We can plot the regression line in the above scatter plot, but I will draw two different lines for each group this time. The scatter plot below shows that students in English and non-English majors have very different patterns of association. In general, the students’ intercultural understanding in English majors is related to their self-efficacy level, while the non-English major students showed no relationship between them.
SA<-ggscatter(Studyabroad, x = "Self_Efficacy", y = "Intercultural_Understanding", size = 0.3,
combine = TRUE, color = "Major", palette = "jco",
add = "reg.line", conf.int = TRUE) +
stat_cor(aes(color = Major), method = "spearman")
# Marginal density plot of x (top panel) and y (right panel)
xplot <- ggdensity(Studyabroad, "Self_Efficacy", fill = "Major",
palette = "jco")
yplot <- ggdensity(Studyabroad, "Intercultural_Understanding", fill = "Major",palette = "jco")+
rotate()
# Cleaning the plots
SA <- SA + rremove("legend")
yplot <- yplot + clean_theme() + rremove("legend")
xplot <- xplot + clean_theme() + rremove("legend")
library(cowplot)
plot_grid(xplot, NULL, SA, yplot, ncol = 2, align = "hv",
rel_widths = c(2, 1), rel_heights = c(1, 2))

Data excerpts:
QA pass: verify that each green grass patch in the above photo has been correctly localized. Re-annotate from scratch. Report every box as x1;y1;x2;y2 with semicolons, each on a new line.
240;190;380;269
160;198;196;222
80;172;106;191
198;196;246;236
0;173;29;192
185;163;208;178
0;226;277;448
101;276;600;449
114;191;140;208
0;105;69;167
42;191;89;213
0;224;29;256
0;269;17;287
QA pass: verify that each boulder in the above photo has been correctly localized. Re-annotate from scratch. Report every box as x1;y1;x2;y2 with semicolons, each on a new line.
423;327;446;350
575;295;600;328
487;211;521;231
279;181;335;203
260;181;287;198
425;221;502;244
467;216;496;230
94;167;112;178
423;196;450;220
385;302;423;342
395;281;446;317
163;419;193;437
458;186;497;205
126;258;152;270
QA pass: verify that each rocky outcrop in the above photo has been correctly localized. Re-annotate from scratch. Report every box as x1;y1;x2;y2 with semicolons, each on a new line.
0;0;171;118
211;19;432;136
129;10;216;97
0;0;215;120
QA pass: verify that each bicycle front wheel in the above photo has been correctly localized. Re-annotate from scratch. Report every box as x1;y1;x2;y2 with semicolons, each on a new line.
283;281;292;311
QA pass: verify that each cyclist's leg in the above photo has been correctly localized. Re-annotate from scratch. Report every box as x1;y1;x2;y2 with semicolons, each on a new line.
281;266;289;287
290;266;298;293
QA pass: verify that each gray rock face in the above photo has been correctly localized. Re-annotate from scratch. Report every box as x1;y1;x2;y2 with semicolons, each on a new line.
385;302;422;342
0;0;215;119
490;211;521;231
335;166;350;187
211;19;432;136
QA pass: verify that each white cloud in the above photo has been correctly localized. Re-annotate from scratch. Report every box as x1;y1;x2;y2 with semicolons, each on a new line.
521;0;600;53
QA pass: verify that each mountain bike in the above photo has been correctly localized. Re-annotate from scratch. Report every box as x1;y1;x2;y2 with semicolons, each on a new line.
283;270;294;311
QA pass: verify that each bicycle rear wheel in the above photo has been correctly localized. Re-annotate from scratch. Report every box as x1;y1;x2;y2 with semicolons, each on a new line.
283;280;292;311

Goal 1: From the scatter plot passage, reproduce everything from "We can plot" down to "y (right panel)".
Goal 2: In the scatter plot passage, which correlation method is passed to stat_cor?
Goal 3: List every column of the Studyabroad data that the code in the scatter plot passage refers to by name.

Written solution 1:
We can plot the regression line in the above scatter plot, but I will draw two different lines for each group this time. The scatter plot below shows that students in English and non-English majors have very different patterns of association. In general, the students’ intercultural understanding in English majors is related to their self-efficacy level, while the non-English major students showed no relationship between them.
SA<-ggscatter(Studyabroad, x = "Self_Efficacy", y = "Intercultural_Understanding", size = 0.3,
combine = TRUE, color = "Major", palette = "jco",
add = "reg.line", conf.int = TRUE) +
stat_cor(aes(color = Major), method = "spearman")
# Marginal density plot of x (top panel) and y (right panel)

Written solution 2: Spearman ("spearman").

Written solution 3: Self_Efficacy, Intercultural_Understanding, Major